Assignment. Extend the article on the Navajo Nation cancer treatment center, picking up after its final sentence.

Document segment.
• • • • •

Tuba City, Ariz. • Colon cancer took a heavy toll on Loren McCabe’s family.
His great-grandmother was diagnosed too late to fight it. His grandfather didn't want to travel for treatment because he felt better protected within the Navajo Nation's four sacred mountains. McCabe's mother died, too, after choosing treatment so she could see her son graduate from college but having to travel far to receive it.
None had the option of being treated on their reservation, nor do Native Americans elsewhere in the United States, despite having higher rates for some types of cancer.
A hospital on the rural Navajo Nation that serves Navajo, Hopi and San Juan Southern Paiute tribal members is changing that with a cancer treatment center that offers chemotherapy and screenings and takes into account certain cultural beliefs. For instance, the new center at the Tuba City Regional Health Care Corp. is housed in a nondescript building because Navajos believe speaking of death or disease will invite it into their lives.

• • • • •

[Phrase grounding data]
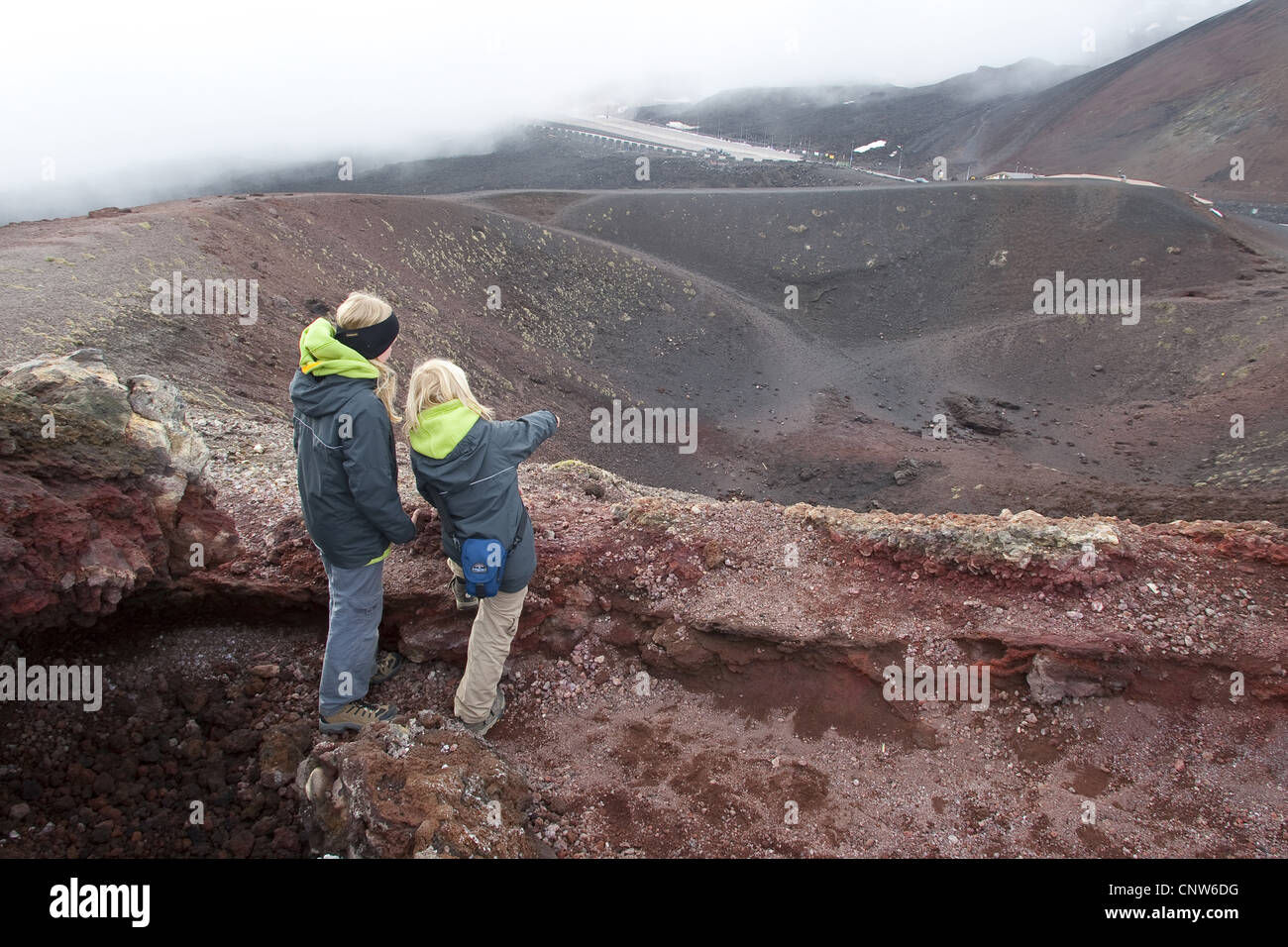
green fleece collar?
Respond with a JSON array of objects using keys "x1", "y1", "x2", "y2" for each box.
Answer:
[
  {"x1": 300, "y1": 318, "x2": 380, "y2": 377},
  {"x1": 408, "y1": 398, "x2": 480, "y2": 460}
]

• • • • •

Answer to this exercise.
It welcomed its first patient this month.
Native Americans across the country rely on the federal Indian Health Service for medical care, but the agency funds only primary care and refers patients to other facilities for specialty care, like cancer. The Tuba City hospital, which is run under contract with IHS, used its own funding, donations and grants to open the cancer treatment center. Chief executive Lynette Bonar said it is the first of its kind on any Native American reservation.
"We are seeing people not get any care and dying," Bonar said.
Some other facilities that serve Native Americans offer screenings and limited services. Those living on reservations or in rural areas often face additional obstacles in health care, including culturally appropriate care, a lack of fresh fruit and vegetables and an inability to retain medical professionals because of the isolation, said Melissa Buffalo, cancer equity manager at the Minneapolis-based American Indian Cancer Foundation. Data also is lacking.
"Not too many Native people we know can say they don't have a family member who has been impacted by cancer or a relative who has died from cancer," Buffalo said.
For McCabe's mother, Victoria, the lack of treatment options on the Navajo Nation meant traveling each week at least an hour from her home in Ganado, Arizona, to Gallup, New Mexico, and occasionally even farther to Albuquerque, New Mexico — more than three hours one way. Sometimes she needed treatment twice a week, McCabe said.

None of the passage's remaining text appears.